- [Exercices]
**1)** Indiquez l'année et la ville de naissance de Giulia Ghigini d'après le portrait de Giulia Ghigini.
**2)** Reprenez le portrait de Giulia Ghigini à la suite de sa dernière phrase et poursuivez-le.

═══ Extrait

Giulia Ghigini sur le divan avec Proust et Mops

[1969][Dungeon Fighter]

Giulia Ghigini, vous en avez surement déjà entendu parler car il me faut bien l’avouer, elle est pour de mystérieuses raisons, une des mes illustratrices ludiques préférées. C’est pour cela que j’ai décidé d’initier avec elle une série d’interviews dont la ligne directrice sera…

Je pense qu’on reparlera de la ligne directrice plus tard.

L’objectif ? Connaître un peu mieux, tourner autour du pot, parler de jeux et de je. On m’objectera que cela est juste du pipoligne ou du petit bout de la lorgnette. Disons que tant que nous sommes vivants, ce qui ne dure jamais, nous pouvons parler de nous. Non pas de moi ! De nous. De nous les gens qui faisons des choses. Pourquoi fait-on les choses ? Mieux encore : pourquoi ne les faisons nous pas. Grandes raisons venues du fond des âges, du doigt de dieu posé sur notre crâne inquiet, ou d’un vieux sous-vêtement sale oublié qu’un rayon de soleil vient nous reporter au regard … Qu’importe ! Petites histoires ou grands destins… Encore que grands destins… On se demande bien ce que vous foutez sur un site de jeux de société si vous êtes avides de grands destins.

En même temps, je connais quelques astuces pour relever le niveau du plus vil des articles. Vous ramenez quelques potes un peu connus recouverts d’alibi culturel et le tour est joué. Quand on parle orthographe, on convoque Pivot, quand on fait des interviews, on convoque Proust. Croyez-bien que si j’avais un buzzer et un pièce vide avec des questions qui s’affichent sur un écran, je n’hésiterais même pas une seconde putassier que je suis.

Pendant que Giulia s’allonge confortablement avec Marcel, quelques mots sur la gamine…

Giulia Ghigini est né en 1983 à Voghera, une petite ville proche de Milan. Ha si ! Milano ! Gran Milano où elle déménagera à l’âge de 14 ans en quittant brouillard et humidité pour bruit de klaxons et hurlements de fêtards. Là-bas, elle suit des études artistiques dans deux écoles. À l’institut Européen de Design, elle étudie l’animation et l’illustration. En gros, elle se fait moyennement chier. Ce qui l’a fait avancer c’est de bosser dans son coin, d’utiliser des tutoriaux sur le Net et, quand même, de travailler avec quelques amis.

Sortie de l’école, elle bosse dans le domaine de l’animation. La classique et la flash.

══════
═══ Données brutes

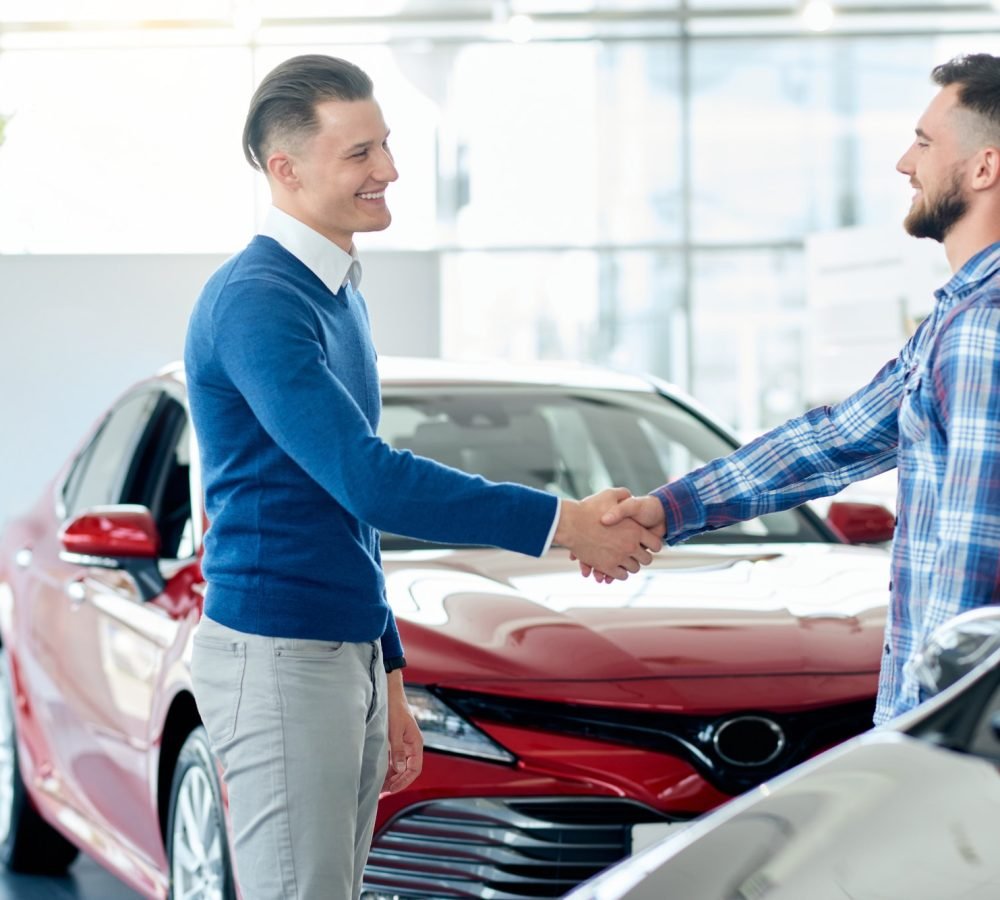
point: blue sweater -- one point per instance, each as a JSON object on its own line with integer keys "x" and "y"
{"x": 285, "y": 399}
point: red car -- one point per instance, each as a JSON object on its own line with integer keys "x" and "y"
{"x": 566, "y": 722}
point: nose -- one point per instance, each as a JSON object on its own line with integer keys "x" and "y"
{"x": 904, "y": 166}
{"x": 387, "y": 167}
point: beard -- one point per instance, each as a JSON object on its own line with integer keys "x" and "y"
{"x": 935, "y": 218}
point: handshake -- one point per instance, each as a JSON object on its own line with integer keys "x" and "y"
{"x": 612, "y": 533}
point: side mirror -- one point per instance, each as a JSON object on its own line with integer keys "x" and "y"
{"x": 861, "y": 523}
{"x": 117, "y": 537}
{"x": 116, "y": 532}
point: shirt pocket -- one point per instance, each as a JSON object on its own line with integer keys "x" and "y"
{"x": 912, "y": 410}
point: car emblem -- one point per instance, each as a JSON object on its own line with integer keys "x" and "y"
{"x": 748, "y": 741}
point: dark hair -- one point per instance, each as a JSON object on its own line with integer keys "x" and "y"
{"x": 978, "y": 78}
{"x": 285, "y": 102}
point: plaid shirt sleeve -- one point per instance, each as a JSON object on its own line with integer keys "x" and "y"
{"x": 965, "y": 426}
{"x": 814, "y": 455}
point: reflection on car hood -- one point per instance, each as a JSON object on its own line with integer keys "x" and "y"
{"x": 698, "y": 612}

══════

- [Réponses]
**1)** En 1983, à Voghera, une petite ville proche de Milan.

**2)**
Ça c’est fait. Elle décide donc de partir faire fortune au Canada. Sur place elle trouve plein de choses mais pas la fortune. Par contre elle trouve un job de lave-vaisselle dans un resto qui colle vraiment très fort. Elle gardera de cette année canadienne beaucoup de bons souvenirs et surtout la sensation de n’avoir jamais autant appris. Et je ne parle pas que du côté de l’éponge qui gratte !

Retour en Italie, où elle bosse seule mais cette fois uniquement dans l’illustration. D’après elle, le milieu de l’animation n’en a pas trop souffert. Quand elle n’illustre pas les jeux de chez Cranio ou Letheia, elle bosse pour l’édition livre, la pub et les graphiques pour tisheurtes. Autant vous dire que pour la trainer sur le divan de Tric Trac avec Marcel ce n’était pas gagné d’avance. Nous l’en remercions d’autant plus.

On y va ?

- Bonjour Giulia vous voulez vous marier avec moi ?
- Hahahaha ! J’ai l’impression qu’un mariage à l’aveugle pourrait donner une émotion particulière mais je dois refuser votre votre proposition car mon compagnon risquerait de me tuer et de bruler ma maison avant que nous arrivions à l’autel.
- Oui c’est vrai… Les italiens… Laissez tomber je demande ça à tout le monde de toute façon !

- Racontez donc un peu comment a commencé votre collaboration avec l’éditeur Cranio ?
- J’ai commencé à travailler avec l’équipe de Cranio car, à ma connaissance, à ce moment j’étais la seule illustratrice qu’ils connaissaient. J’ai connu Lorenzo au lycée et tandis que je faisais mes études d’art, il semblait avoir une étrange attirance pour mes dessins et croquis (et pourtant beaucoup étaient irregardables)
Quand ils ont monté le projet “Horse Fever”, ils m’ont demandé si je voulais bien l’illustrer. J’ai accepté pour voir ce qui pourrait sortir de cela d’autant qu’il y avait une tonne de personnages des années 30.

- Comment définiriez-vous votre univers personnel ?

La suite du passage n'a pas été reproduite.